*Travail demandé*.
- 1) Dans le texte sur Don Quichotte, de qui vient l'expression devenue fameuse selon laquelle un artiste « a du duende » ?
- 2) Extrayez des lignes ci-dessous toutes celles qui contiennent la chaîne « target ». La casse compte.

Le vrai secret de Don Quichotte, par Dominique Aubier
Il
est difficile d'aborder la littérature ou la peinture espagnole sans
aller d'abord à la recherche de l'humain. C'est que toute littérature
part de l'homme, s'occupe de l'homme et retourne à l'homme. Elle s'en
échappe pour revenir sur terre, sur la chair. Les Espagnols semblent
n'avoir jamais oublié que l'art est connaissance en même temps que
création. Une création qui intéresse avant tout l'Humain.
1. El hombre a secas
L'Homme
seul et nu, l'Humain qui peut toujours surgir de n'importe qui et
n'importe où. Au sommet de toutes les valeurs, l'esprit espagnol place
cette statue. Une silhouette humaine, essentiellement ouverte vers
l'intérieur, montrant le vrai de la chair et du sang, jusqu'à l'os,
jusqu'à l'âme. Témoin de cette vérité, par-dessus toutes les plaines
ensoleillées de l'Espagne, tombe l'ombre toujours exemplaire du plus
espagnol des personnages, Don Quichotte.
Cervantès réussit ce coup de maître, ce tour « castizo
», d'enlever du premier geste la silhouette idéale, le fantôme espagnol
poussé de tout un peuple. Il le capture et le glisse dans l'armure du
chevalier « errant », qui va de l'avant : « andando ». Le fameux hidalgo
de la Manche est la personnification même de l'esprit d'un écrivain et
dans cette personnification trop bien faite, trop bien ajustée, surgit
tout naturellement l'esprit espagnol. Un esprit qui connaît le mystère
de vivre. Quand un danseur, un chanteur, un torero, un artiste a, par
d'obscurs chemins, conduit le spectateur à entrevoir dans lui, par son
œuvre, ce fantôme de l'homme éternel des terres castillanes ou
andalouses, il est courant de dire d'après l'expression devenue fameuse
de Federico Garcia Lorca qu'il a du duende. Du fantôme. Pour moi, je vois le duende
avec l'allure et la nervosité de Don Quichotte et cette sagesse
imperturbable qui fait éclater la folie que l'écrivain prête au « plus fin entendement de la Manche ».

*Lignes extraites*.
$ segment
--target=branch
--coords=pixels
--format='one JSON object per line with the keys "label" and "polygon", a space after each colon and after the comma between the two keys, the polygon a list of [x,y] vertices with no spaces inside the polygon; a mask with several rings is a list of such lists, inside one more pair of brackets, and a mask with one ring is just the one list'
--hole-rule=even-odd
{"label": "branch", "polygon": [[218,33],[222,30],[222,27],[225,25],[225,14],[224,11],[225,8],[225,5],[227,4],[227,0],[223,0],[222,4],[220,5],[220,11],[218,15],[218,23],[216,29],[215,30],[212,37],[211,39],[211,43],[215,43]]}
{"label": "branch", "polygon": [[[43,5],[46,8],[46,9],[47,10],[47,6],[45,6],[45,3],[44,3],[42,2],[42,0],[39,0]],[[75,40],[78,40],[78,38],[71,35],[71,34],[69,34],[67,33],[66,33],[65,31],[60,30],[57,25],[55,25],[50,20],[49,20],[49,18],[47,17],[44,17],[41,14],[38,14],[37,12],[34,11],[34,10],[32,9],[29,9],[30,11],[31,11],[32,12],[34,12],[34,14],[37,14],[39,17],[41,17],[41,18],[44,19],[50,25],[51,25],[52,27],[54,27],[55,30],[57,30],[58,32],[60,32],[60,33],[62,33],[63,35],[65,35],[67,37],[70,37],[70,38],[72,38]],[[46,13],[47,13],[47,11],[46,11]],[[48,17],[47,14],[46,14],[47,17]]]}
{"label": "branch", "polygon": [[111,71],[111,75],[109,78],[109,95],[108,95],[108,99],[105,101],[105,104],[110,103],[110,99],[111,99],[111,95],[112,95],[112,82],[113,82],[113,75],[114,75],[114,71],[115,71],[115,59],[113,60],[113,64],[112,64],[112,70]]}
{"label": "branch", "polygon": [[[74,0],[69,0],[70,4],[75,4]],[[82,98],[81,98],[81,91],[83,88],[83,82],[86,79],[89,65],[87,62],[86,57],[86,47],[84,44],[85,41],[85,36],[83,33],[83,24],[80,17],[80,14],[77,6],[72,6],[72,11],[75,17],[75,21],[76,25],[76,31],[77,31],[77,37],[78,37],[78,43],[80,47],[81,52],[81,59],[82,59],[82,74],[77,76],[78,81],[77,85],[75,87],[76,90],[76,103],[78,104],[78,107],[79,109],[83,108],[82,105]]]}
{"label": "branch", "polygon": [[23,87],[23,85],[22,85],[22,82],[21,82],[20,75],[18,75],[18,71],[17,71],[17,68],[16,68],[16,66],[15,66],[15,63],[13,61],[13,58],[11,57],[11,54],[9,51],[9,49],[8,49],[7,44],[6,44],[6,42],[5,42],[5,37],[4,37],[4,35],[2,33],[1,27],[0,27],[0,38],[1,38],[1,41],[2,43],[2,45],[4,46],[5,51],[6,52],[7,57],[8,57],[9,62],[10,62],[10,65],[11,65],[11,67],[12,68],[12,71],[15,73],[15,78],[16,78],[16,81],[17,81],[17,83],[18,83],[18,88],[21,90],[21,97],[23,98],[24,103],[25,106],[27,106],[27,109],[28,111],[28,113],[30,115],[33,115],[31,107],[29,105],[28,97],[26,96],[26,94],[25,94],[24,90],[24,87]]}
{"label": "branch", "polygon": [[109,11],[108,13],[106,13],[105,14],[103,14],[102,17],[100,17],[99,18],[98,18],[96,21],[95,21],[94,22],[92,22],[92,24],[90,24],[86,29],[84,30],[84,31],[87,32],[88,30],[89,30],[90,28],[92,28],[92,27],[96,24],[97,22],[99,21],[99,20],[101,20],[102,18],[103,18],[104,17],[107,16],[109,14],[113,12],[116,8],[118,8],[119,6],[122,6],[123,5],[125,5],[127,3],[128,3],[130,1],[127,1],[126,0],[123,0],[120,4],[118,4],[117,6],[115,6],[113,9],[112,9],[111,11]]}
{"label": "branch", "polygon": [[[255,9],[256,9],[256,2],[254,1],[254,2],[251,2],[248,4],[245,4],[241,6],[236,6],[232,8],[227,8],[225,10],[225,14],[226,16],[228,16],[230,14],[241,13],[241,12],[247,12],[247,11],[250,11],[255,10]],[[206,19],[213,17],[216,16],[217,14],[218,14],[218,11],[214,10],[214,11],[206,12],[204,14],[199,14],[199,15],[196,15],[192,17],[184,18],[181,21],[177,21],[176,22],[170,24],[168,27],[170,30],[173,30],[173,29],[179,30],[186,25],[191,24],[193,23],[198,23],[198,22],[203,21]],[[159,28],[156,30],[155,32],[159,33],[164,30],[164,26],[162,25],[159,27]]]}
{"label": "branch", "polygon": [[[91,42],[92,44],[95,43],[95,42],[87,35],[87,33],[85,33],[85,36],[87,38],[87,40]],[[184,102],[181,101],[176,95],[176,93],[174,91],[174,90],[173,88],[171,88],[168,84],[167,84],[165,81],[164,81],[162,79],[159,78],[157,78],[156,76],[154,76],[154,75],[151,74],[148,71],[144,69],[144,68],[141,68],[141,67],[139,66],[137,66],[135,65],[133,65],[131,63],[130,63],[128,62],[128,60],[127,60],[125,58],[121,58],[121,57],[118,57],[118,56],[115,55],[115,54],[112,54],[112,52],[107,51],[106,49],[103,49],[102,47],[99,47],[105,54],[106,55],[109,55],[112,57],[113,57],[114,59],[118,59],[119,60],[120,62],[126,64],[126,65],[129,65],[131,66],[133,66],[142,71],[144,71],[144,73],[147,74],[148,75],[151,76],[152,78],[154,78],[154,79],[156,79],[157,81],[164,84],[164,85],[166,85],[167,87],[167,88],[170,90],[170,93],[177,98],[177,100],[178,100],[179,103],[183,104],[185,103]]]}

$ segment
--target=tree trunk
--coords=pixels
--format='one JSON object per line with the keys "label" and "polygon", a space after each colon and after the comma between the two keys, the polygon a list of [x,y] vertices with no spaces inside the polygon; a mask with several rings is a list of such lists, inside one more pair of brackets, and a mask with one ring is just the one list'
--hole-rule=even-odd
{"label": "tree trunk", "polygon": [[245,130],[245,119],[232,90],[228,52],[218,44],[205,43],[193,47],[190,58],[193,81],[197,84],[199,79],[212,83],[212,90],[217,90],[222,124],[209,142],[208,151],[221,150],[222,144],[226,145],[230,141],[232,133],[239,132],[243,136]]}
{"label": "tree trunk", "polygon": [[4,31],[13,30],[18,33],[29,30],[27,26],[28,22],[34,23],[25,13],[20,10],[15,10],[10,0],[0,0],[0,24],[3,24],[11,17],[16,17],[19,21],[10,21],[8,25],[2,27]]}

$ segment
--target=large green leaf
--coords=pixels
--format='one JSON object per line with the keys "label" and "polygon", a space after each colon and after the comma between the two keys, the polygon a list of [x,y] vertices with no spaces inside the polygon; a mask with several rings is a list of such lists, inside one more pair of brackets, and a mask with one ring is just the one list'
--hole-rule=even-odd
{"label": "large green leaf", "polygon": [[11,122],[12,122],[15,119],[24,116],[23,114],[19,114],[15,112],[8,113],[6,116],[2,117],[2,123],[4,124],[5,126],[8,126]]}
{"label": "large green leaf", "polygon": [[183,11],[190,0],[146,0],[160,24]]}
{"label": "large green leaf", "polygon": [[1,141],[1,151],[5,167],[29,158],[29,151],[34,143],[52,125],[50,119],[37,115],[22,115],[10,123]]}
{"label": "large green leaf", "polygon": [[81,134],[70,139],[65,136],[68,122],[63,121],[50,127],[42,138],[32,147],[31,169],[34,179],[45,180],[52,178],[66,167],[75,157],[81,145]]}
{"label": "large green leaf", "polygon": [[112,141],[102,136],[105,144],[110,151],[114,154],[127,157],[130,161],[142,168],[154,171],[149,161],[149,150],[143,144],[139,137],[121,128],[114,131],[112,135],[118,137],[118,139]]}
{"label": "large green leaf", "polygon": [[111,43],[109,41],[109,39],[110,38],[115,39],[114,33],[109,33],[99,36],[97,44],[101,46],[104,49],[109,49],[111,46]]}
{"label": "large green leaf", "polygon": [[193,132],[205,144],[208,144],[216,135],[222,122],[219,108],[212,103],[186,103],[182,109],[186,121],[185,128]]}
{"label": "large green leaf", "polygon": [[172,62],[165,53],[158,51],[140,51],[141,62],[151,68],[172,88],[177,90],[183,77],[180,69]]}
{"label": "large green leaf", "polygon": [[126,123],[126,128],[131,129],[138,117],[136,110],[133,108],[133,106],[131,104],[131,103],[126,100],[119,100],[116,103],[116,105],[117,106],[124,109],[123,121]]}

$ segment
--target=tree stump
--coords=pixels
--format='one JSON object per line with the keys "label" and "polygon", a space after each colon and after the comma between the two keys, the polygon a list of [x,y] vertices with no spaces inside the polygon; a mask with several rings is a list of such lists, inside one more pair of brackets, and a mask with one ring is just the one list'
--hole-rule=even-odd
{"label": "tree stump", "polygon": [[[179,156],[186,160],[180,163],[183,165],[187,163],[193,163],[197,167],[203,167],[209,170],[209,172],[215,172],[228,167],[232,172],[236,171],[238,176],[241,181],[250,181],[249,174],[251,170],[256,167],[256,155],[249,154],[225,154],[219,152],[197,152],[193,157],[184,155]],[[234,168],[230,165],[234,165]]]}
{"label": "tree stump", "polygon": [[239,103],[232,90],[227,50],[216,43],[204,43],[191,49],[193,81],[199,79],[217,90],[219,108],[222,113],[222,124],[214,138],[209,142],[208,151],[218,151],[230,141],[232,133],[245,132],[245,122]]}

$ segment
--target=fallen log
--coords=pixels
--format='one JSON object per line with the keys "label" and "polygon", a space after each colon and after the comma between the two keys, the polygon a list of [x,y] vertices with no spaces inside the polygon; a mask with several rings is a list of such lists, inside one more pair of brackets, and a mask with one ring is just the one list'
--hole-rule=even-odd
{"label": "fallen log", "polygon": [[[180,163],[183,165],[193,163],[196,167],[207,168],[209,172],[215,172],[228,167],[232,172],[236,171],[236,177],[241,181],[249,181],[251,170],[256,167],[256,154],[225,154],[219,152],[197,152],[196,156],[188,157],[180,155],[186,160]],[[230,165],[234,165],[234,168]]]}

*Solutions*.
- 1) De Federico Garcia Lorca.

- 2)
--target=branch
--target=tree trunk
--target=large green leaf
--target=tree stump
--target=fallen log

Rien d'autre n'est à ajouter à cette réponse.